Jang and Smith's "Fathom This" turns Ice Cube Gallery into magic underwater world.

A year ago, Deborah Jang and Jean Smith agreed to do another show together at the Ice Cube Gallery that would turn the gallery's large volume into an aquarium. Smith, a deft and imaginative ceramicist (jeanbsmith.com), set out to create fanciful sea plants that could climb the walls and rise from the "sea" floor. Jang, a mixed media sculptor (deborahjang.com), began combing Craig's List, yard sales, junk yards, thrift shops and dumpsters for materials that struck her as potential components of sea creatures. The result is "Fathom This," a brilliantly colorful and highly entertaining exhibit that shows off both the artists and the generous and beautiful gallery on 3320 Walnut Street from November 11th to December 3rd.

 
 

Assemblage art grows out of a natural impulse to integrate the past into the present. At any point in its history, a culture is an assemblage, a melange of old and new ideas, texts, and objects reinterpreted and re-purposed to create and inspire new meanings. In the art world, assemblage began its modern life as anti-art, as a radical break with traditional notions of what constitutes "art" or suitable materials and processes for making "art." In the early 20th century, Duchamp, Braque, Dubuffet and even Picasso created assemblages, as did most Dadaists and, later, artists such as Rauschenberg and Man Ray. Assemblage objects are fundamentally ironic and often comic, bringing together, as they do, unlike materials, and pushing the limits of visual simile, visual metaphor, and visual paradox. They show us that "junk" or "garbage" can be made beautiful; that unpleasing materials can be combined in pleasing ways; and that there are no limits to a work of art's potential referentiality.

Segmentation labeling items
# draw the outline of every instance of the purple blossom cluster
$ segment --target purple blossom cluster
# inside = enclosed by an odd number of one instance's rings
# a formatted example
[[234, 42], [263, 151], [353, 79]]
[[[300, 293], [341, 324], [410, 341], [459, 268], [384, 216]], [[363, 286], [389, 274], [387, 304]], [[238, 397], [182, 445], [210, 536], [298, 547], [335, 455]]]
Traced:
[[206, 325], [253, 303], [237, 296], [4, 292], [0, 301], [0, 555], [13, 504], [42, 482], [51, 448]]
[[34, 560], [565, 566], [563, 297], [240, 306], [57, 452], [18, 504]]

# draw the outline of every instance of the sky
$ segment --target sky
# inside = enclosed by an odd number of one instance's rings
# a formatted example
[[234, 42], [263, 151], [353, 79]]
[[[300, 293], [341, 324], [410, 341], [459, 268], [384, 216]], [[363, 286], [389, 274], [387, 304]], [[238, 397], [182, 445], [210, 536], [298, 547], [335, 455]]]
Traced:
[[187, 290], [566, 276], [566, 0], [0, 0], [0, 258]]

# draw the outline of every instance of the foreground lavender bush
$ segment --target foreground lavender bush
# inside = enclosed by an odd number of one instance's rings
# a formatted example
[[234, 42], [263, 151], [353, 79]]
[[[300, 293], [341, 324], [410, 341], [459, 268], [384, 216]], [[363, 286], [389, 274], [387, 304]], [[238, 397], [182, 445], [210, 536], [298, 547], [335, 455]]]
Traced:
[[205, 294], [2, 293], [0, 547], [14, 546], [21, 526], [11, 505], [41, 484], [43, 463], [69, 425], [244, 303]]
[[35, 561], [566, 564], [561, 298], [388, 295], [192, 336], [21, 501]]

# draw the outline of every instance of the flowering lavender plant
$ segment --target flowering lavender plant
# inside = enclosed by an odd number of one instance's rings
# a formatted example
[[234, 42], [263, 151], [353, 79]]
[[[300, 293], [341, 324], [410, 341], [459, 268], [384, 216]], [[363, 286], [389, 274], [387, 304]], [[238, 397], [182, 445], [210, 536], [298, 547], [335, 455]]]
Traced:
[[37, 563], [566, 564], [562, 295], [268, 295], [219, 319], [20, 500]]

→ **LIST OF TASKS**:
(a) Decide whether each statement agrees with the exhibit review, answering yes or no and quoting the deciding words. (i) Jean Smith works as a ceramicist. (ii) "Fathom This" runs until December 3rd. (iii) Assemblage began its modern life as a continuation of traditional art.
(b) According to the exhibit review, at what street address is the gallery located?
(c) Quote the part of the exhibit review that opens with the words containing "A year ago, Deborah" and closes with "to December 3rd.".

→ **SOLUTIONS**:
(a)
(i) Yes: "Smith, a deft and imaginative ceramicist"
(ii) Yes: "from November 11th to December 3rd"
(iii) No: "assemblage began its modern life as anti-art, as a radical break with traditional notions of what constitutes "art""

(b) 3320 Walnut Street.

(c)
A year ago, Deborah Jang and Jean Smith agreed to do another show together at the Ice Cube Gallery that would turn the gallery's large volume into an aquarium. Smith, a deft and imaginative ceramicist (jeanbsmith.com), set out to create fanciful sea plants that could climb the walls and rise from the "sea" floor. Jang, a mixed media sculptor (deborahjang.com), began combing Craig's List, yard sales, junk yards, thrift shops and dumpsters for materials that struck her as potential components of sea creatures. The result is "Fathom This," a brilliantly colorful and highly entertaining exhibit that shows off both the artists and the generous and beautiful gallery on 3320 Walnut Street from November 11th to December 3rd.